-------- EXTRACTED RECORDS --------

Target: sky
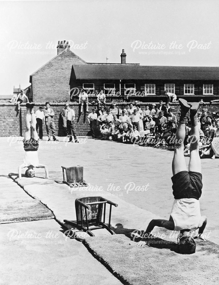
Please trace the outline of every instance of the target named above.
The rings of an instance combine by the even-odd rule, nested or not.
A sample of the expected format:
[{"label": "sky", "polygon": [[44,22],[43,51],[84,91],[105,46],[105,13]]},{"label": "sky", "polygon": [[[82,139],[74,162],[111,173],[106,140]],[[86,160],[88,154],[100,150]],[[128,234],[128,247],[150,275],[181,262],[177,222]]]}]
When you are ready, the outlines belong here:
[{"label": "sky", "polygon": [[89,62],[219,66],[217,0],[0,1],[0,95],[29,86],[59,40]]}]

--------
-------- EXTRACTED RECORDS --------

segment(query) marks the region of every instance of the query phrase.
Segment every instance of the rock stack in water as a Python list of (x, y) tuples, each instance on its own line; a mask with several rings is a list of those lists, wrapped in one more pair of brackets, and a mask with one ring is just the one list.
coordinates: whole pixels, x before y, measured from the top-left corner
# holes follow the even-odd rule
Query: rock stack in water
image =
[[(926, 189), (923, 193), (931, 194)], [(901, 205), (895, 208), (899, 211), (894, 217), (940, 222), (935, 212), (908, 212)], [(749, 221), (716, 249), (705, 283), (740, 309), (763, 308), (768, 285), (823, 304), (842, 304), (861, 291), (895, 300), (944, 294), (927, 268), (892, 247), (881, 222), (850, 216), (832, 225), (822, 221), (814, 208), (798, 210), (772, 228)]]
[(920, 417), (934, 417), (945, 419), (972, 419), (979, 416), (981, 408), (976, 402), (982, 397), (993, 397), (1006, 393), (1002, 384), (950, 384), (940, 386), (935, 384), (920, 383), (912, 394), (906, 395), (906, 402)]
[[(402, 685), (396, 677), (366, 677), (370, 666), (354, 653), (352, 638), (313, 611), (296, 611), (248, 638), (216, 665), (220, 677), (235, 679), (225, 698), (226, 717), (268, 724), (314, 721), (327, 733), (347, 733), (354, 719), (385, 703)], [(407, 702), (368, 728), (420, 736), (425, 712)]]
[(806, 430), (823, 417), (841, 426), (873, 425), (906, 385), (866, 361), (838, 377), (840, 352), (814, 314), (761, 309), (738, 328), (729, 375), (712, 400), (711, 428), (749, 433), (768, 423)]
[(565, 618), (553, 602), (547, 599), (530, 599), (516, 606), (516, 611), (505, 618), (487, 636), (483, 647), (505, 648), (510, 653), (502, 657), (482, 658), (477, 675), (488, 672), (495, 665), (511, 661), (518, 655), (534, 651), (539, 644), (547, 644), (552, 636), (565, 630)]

--------
-------- EXTRACTED RECORDS --------

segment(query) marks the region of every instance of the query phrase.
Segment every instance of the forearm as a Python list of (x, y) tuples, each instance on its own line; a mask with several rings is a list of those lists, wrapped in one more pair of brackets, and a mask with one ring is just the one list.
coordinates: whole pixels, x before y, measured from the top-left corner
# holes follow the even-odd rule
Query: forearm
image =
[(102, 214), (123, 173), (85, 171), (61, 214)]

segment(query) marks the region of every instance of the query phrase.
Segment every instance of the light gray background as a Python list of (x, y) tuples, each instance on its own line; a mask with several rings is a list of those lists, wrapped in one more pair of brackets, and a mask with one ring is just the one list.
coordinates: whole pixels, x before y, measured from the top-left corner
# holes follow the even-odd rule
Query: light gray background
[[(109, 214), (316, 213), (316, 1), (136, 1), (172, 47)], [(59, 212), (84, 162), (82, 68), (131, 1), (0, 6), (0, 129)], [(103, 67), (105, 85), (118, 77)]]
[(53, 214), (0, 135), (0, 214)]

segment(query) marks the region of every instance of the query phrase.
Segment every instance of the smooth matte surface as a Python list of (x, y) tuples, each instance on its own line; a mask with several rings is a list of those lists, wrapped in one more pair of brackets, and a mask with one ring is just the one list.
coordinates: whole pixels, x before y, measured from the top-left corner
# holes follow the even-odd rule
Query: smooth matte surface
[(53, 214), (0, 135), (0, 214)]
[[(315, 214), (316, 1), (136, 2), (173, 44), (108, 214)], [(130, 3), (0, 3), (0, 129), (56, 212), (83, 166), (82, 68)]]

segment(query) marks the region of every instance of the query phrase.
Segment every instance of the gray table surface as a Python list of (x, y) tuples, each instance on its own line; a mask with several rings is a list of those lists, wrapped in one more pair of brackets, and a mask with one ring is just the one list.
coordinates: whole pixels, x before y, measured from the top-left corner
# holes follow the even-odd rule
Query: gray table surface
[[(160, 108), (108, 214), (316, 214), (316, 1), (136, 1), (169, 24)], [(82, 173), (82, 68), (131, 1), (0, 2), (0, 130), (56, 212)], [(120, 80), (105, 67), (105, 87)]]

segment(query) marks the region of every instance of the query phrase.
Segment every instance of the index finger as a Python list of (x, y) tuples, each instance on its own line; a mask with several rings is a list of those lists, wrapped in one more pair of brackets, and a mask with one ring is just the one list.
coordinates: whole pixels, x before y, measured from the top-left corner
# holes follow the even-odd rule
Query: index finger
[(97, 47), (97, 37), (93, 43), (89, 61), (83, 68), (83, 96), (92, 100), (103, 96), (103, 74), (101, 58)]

--------

WHAT TO WORK ON
Please echo the items from the line containing "Target: sky" through the line containing "A sample of", both included, leaving the pictures out of your answer.

EXERCISE ANSWER
Target: sky
Please trace the outline of every instance of the target named above.
The rings of an instance combine by the even-odd rule, nested or not.
A sample of the expected format:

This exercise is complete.